Stored data entries
· · · · · · ·

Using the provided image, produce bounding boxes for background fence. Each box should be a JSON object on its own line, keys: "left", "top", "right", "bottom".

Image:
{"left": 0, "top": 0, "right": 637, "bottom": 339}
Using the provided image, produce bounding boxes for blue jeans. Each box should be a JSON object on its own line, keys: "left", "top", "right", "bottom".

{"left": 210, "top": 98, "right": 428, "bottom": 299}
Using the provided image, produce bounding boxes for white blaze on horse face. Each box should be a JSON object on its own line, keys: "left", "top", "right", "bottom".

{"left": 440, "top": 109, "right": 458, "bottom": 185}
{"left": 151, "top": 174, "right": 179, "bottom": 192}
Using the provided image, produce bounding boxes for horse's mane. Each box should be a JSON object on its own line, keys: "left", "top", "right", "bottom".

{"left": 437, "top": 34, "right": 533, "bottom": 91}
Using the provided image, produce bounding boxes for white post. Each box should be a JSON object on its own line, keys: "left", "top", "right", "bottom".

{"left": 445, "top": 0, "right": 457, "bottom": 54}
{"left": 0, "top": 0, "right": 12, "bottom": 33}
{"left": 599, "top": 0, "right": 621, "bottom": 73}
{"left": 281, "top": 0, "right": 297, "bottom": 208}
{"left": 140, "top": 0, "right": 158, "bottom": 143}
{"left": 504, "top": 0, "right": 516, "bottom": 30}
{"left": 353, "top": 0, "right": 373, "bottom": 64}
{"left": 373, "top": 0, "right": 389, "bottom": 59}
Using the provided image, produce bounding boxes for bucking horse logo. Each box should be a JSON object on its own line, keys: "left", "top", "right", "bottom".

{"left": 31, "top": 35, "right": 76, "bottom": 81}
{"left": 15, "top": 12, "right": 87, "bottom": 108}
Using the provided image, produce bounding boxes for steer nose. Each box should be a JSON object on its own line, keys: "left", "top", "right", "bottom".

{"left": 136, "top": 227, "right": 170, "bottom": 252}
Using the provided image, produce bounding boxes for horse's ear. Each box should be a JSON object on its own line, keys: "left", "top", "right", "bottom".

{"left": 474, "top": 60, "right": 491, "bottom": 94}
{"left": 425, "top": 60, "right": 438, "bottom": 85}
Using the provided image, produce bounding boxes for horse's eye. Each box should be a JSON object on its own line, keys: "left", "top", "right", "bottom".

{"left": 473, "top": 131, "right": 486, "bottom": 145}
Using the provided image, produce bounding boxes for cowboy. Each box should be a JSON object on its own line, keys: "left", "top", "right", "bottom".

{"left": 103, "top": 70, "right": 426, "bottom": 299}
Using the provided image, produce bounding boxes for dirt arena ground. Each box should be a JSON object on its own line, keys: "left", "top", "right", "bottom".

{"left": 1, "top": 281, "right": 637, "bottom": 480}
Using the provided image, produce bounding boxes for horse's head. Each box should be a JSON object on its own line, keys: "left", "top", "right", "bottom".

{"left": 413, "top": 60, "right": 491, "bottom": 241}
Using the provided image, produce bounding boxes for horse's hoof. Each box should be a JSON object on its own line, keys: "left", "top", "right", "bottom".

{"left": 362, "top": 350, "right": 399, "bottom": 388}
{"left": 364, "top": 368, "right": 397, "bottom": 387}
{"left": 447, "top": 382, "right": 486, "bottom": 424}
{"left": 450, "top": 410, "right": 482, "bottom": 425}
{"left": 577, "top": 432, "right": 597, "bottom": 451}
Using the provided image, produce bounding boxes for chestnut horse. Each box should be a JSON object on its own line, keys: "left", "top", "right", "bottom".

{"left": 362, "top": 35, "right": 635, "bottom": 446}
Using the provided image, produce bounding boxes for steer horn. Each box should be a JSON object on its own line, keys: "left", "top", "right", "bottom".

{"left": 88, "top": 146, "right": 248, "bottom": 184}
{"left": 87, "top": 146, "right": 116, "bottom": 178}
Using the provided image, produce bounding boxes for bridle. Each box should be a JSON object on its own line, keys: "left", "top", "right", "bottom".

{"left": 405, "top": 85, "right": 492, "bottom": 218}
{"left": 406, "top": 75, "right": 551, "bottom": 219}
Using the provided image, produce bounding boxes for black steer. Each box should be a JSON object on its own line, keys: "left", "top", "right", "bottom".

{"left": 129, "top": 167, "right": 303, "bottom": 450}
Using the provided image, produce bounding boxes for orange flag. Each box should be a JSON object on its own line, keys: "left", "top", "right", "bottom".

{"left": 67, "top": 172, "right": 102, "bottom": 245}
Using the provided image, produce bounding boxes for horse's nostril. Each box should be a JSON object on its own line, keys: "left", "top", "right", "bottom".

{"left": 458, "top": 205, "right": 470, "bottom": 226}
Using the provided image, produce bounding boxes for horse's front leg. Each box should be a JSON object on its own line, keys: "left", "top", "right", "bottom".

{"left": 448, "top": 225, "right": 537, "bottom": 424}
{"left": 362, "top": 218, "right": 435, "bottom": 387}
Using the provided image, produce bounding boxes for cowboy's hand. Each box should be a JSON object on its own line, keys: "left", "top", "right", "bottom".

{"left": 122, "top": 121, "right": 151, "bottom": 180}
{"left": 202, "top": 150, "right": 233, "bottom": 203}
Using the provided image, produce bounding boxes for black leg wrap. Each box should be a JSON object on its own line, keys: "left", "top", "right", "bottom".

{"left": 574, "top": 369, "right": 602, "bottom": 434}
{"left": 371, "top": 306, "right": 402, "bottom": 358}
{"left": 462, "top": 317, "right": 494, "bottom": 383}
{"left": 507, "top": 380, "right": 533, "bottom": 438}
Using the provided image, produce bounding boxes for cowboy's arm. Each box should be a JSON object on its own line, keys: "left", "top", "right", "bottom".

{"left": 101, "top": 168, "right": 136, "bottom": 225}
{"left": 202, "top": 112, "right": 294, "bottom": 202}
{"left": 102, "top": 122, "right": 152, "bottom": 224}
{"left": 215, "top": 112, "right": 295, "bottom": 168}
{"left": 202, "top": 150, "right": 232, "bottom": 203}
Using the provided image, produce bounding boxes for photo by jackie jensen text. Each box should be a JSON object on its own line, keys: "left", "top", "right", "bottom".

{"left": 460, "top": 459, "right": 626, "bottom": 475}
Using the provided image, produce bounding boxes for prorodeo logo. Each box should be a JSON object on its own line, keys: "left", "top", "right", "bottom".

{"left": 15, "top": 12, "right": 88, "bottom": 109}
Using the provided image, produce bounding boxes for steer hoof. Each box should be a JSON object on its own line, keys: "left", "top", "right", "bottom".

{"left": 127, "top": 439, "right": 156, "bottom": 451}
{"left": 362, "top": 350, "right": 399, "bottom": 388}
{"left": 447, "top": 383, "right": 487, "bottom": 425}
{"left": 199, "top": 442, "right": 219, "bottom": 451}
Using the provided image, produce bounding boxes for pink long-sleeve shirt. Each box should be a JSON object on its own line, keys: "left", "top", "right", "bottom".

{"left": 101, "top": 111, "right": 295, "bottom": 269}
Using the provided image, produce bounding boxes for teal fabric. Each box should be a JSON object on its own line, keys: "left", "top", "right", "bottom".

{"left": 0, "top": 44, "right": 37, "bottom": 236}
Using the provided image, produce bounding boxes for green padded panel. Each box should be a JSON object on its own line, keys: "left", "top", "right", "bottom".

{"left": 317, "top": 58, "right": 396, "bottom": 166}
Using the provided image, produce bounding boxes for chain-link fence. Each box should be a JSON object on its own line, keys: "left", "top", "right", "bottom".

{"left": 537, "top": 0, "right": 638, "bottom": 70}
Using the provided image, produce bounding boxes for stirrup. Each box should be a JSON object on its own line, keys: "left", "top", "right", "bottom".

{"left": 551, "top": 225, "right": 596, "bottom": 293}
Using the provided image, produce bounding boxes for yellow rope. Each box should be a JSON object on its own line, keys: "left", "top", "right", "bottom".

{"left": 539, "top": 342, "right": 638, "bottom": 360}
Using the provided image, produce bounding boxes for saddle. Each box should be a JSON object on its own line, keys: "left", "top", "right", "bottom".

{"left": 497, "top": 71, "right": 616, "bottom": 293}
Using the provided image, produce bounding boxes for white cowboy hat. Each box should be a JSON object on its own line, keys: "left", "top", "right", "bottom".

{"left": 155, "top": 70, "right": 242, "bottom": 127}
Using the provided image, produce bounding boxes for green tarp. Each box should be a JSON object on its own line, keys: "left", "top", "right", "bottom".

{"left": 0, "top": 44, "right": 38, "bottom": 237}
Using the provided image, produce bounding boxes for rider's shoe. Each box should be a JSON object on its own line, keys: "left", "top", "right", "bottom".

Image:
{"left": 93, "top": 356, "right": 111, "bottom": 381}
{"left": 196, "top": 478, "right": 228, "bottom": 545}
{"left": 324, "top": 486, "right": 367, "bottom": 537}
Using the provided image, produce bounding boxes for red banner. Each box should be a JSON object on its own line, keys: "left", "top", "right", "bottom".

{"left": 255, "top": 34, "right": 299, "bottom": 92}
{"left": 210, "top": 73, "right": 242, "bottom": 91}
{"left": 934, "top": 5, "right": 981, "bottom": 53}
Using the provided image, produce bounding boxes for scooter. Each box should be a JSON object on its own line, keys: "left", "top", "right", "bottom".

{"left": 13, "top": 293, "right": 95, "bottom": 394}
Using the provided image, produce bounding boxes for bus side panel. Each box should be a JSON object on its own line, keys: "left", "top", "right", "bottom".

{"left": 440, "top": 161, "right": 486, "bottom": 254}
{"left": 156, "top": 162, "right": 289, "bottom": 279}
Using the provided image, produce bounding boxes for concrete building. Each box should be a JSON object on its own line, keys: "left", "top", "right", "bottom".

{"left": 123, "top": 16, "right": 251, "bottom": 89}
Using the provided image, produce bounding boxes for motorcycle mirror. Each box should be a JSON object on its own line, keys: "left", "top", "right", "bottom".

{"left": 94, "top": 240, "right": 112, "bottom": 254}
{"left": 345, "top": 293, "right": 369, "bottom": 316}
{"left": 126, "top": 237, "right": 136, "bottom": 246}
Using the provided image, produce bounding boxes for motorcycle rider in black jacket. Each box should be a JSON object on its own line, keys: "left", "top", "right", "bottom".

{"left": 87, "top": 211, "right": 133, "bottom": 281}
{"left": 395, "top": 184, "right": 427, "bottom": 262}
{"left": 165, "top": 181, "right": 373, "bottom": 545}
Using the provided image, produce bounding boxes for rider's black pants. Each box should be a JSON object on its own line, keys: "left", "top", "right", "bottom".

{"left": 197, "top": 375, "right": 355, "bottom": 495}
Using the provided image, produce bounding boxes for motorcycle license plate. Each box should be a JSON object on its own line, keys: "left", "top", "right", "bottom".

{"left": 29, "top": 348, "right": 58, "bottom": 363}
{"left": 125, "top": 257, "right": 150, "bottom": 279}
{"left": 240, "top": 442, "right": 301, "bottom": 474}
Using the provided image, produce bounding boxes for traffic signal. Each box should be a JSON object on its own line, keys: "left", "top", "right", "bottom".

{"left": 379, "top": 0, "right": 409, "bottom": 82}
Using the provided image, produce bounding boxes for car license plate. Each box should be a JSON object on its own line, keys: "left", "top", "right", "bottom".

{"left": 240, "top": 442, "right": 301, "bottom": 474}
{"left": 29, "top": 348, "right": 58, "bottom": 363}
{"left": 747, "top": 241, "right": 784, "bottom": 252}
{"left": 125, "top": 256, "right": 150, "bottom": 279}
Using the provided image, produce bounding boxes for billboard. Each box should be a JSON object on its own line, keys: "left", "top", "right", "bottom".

· · · · · · ·

> [Problem description]:
Give back, unchanged, the line containing "for motorcycle rider" and each line that comes after it in the entries above, ending with the last.

> [Answer below]:
Using the provided image, produce bounding boxes for motorcycle rider in black jacket. Each box should be a JSON object on its own line, keys: "left", "top", "right", "bottom".

{"left": 87, "top": 211, "right": 133, "bottom": 281}
{"left": 395, "top": 184, "right": 427, "bottom": 262}
{"left": 165, "top": 181, "right": 373, "bottom": 545}
Using the provided image, produce bounding boxes for rider's black pants. Each box should be a JSON object on its own line, keys: "left", "top", "right", "bottom".

{"left": 197, "top": 375, "right": 355, "bottom": 495}
Using the provided image, produce bounding boxes for motorcycle license plate. Each box should be a JSON object on its own line, keys: "left", "top", "right", "bottom".

{"left": 29, "top": 348, "right": 58, "bottom": 363}
{"left": 125, "top": 257, "right": 150, "bottom": 279}
{"left": 240, "top": 442, "right": 301, "bottom": 474}
Using the provided image, produce bounding boxes for traffic signal. Each box should be a JSON object on its own line, keys: "left", "top", "right", "bottom".

{"left": 379, "top": 0, "right": 409, "bottom": 82}
Using the provided image, produce bounding boxes for car license plate. Each box should be a JSON object on its own line, keys: "left", "top", "right", "bottom".

{"left": 240, "top": 442, "right": 301, "bottom": 474}
{"left": 29, "top": 348, "right": 58, "bottom": 363}
{"left": 747, "top": 241, "right": 784, "bottom": 252}
{"left": 125, "top": 256, "right": 150, "bottom": 279}
Using the provided image, produce bounding boxes for billboard. Each box should be a JSON object on its own line, keys: "left", "top", "right", "bottom".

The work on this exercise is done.